**Task details:** Transcribe the text of every entry below verbatim, omitting the pictures.

Point annotation dataset records

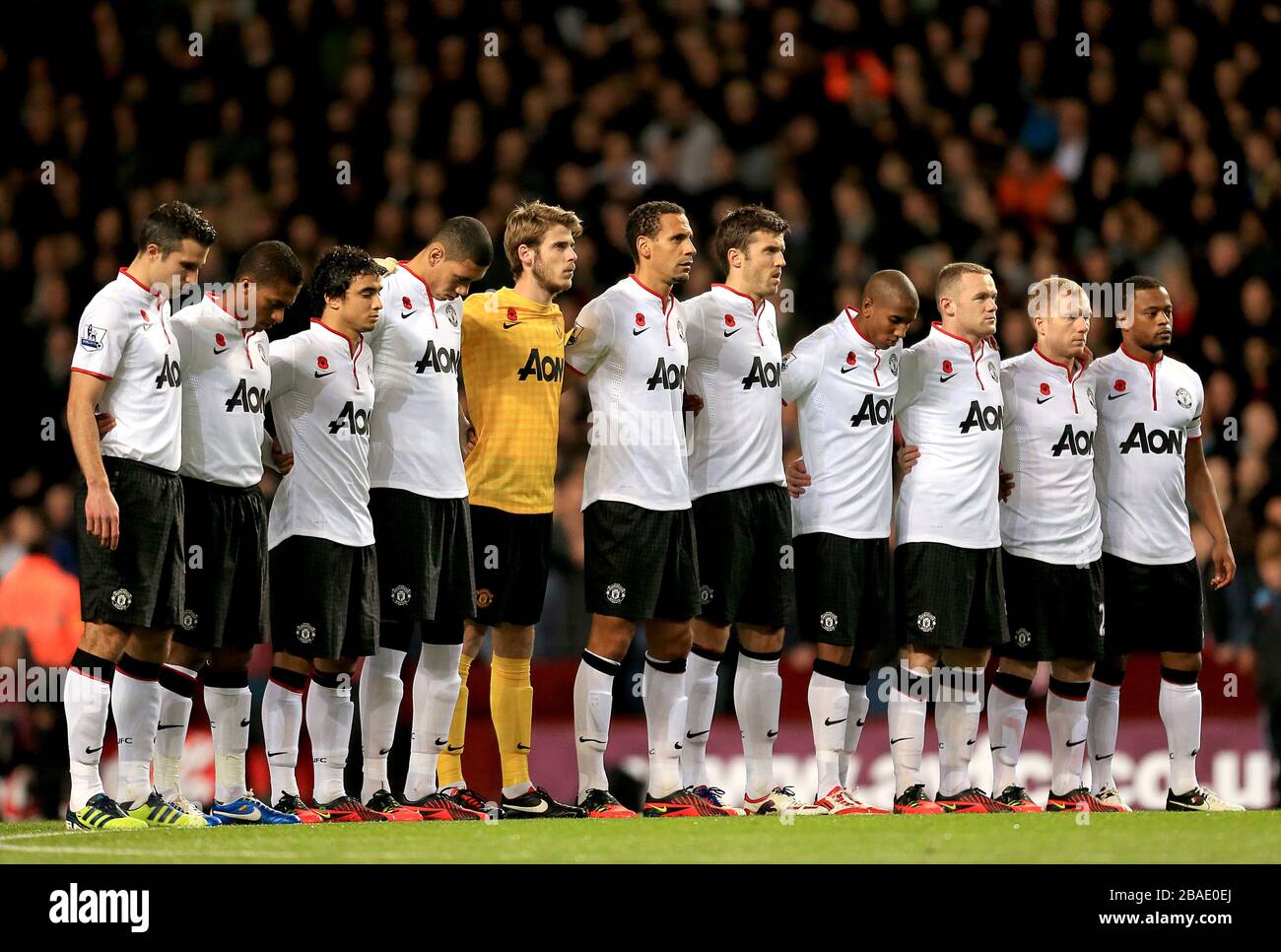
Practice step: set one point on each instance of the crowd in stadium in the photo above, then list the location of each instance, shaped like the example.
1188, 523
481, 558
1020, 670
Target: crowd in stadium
1090, 140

**Solution to the problem:**
Practice step: set one point on each instance of the crowd in stadium in the photo above, then list the location of each instance, shaped like the example.
1188, 523
481, 558
1020, 670
Target: crowd in stadium
1090, 140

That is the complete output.